(Work to do): Exactly reproduce the lines from the line containing "Indicate one point per instance of the rear bumper" to the end of the data below, inclusive, and nothing else.

(Given records):
%%

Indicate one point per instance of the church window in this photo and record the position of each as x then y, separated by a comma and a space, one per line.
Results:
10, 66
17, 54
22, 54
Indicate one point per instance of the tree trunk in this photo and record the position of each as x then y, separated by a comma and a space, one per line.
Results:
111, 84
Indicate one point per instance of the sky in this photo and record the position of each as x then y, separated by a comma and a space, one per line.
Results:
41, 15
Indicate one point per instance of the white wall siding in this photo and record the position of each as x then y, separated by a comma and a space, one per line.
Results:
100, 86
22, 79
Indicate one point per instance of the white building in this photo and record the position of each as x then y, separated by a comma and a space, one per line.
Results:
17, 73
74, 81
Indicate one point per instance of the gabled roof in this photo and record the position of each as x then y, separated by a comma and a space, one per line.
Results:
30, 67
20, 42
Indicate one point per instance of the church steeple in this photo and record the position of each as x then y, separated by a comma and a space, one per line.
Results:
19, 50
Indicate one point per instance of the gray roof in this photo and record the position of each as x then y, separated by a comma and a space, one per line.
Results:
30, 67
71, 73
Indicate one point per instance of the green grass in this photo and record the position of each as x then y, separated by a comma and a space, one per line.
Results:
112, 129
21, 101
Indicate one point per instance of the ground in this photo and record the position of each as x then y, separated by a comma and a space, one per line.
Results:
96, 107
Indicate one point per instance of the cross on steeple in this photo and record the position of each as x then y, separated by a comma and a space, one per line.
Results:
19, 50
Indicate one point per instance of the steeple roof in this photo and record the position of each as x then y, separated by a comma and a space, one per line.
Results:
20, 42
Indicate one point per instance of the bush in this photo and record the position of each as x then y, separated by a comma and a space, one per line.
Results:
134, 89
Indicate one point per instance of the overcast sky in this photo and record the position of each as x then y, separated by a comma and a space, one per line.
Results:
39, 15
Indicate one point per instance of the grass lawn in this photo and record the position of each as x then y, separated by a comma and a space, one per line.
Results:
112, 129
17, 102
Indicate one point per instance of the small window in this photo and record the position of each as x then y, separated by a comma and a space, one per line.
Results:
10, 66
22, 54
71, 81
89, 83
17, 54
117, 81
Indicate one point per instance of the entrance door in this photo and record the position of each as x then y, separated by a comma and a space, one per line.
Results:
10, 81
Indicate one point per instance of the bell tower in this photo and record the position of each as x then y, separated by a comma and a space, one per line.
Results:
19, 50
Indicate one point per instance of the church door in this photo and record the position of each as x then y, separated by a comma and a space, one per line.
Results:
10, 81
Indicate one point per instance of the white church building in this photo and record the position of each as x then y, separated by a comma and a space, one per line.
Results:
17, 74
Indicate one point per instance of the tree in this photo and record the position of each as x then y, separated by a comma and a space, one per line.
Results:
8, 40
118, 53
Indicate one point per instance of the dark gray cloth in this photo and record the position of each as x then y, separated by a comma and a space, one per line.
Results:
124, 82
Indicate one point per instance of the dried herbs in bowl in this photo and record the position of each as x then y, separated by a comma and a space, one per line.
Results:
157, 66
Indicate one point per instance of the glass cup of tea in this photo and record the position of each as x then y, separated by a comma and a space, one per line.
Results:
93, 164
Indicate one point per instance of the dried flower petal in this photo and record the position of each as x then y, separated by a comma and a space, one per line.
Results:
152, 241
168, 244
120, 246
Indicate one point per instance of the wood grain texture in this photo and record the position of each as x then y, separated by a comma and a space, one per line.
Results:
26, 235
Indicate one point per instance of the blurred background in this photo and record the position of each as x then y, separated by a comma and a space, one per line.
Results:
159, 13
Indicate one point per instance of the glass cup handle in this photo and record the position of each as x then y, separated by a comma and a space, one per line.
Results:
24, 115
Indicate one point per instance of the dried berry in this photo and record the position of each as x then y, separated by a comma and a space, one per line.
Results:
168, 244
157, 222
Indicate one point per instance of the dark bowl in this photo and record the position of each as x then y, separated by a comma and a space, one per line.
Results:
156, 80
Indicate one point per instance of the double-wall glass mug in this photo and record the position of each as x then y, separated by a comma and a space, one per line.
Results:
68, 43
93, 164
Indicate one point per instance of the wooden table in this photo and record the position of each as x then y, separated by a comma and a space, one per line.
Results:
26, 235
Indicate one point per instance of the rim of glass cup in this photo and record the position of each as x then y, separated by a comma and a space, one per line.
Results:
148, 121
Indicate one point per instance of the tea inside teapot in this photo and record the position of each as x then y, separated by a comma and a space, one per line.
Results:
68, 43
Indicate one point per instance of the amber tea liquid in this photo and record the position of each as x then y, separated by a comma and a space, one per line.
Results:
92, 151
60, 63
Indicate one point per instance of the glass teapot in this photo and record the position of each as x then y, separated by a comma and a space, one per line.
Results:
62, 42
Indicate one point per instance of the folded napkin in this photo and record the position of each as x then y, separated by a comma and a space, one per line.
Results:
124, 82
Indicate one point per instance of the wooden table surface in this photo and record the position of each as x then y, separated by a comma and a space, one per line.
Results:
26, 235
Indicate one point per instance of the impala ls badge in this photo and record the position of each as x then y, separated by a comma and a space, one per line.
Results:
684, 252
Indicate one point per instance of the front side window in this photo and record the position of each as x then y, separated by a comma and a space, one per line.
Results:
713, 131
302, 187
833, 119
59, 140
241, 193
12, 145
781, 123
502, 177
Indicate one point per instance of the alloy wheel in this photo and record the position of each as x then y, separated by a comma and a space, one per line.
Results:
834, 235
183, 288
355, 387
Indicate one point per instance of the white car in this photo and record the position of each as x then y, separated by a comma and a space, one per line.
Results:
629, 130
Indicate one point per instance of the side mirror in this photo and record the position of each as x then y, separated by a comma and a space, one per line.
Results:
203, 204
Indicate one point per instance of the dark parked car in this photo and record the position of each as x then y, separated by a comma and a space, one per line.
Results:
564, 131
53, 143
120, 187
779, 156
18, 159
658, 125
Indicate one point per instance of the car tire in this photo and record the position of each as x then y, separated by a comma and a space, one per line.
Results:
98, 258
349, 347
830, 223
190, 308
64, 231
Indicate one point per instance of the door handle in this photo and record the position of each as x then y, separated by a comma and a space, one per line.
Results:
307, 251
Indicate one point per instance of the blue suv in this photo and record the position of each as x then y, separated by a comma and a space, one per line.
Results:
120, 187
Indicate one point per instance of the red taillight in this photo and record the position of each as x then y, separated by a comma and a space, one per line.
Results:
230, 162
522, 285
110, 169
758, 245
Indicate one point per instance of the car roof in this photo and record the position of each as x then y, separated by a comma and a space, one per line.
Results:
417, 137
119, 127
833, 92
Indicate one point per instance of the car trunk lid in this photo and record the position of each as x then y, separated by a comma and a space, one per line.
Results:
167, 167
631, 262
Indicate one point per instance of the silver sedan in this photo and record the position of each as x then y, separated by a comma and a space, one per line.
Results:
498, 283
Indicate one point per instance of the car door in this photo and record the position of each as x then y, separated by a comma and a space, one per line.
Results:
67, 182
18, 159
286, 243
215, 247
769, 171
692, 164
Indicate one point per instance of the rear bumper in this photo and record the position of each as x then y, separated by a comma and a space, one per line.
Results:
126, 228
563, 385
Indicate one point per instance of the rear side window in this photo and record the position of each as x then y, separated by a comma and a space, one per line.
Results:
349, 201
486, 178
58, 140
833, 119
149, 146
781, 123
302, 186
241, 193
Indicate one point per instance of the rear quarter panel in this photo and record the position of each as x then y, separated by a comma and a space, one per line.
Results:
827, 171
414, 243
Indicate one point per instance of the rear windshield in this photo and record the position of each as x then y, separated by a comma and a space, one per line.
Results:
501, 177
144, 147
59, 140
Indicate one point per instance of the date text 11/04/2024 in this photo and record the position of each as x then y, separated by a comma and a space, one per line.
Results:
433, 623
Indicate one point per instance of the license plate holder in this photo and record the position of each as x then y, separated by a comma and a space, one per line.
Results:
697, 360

%%

(Finished answer):
Indicate one point per instance of the rear bumper in this photo and record the position of each as x then y, separated by a comma and a space, one per line.
Results:
126, 228
563, 385
Indicate one point per instance of the rear side window in this photo and record the position of each as x then y, separated by a comma and a space, one per line.
Results:
349, 201
486, 178
58, 140
833, 119
149, 146
781, 123
302, 186
241, 193
Indicate one point per instance of the rear quarter panel in this photo and record the position of each as x then y, separated by a comma and a space, one per line.
Results:
827, 171
414, 243
Indicate one point per instance of the rear windshield in this photo and record the position of each as x then y, separated by a comma and a space, one per line.
Results:
501, 177
144, 147
59, 140
Indicate one point per instance of the date text 11/04/2024 in this photo and record the position of each as x then y, separated by a comma and a space, one per line.
Results:
433, 623
Indicate one point per instance of the license plate holder in this photo and record the position of each as x then y, separated by a comma and a space, one per line.
Results:
697, 360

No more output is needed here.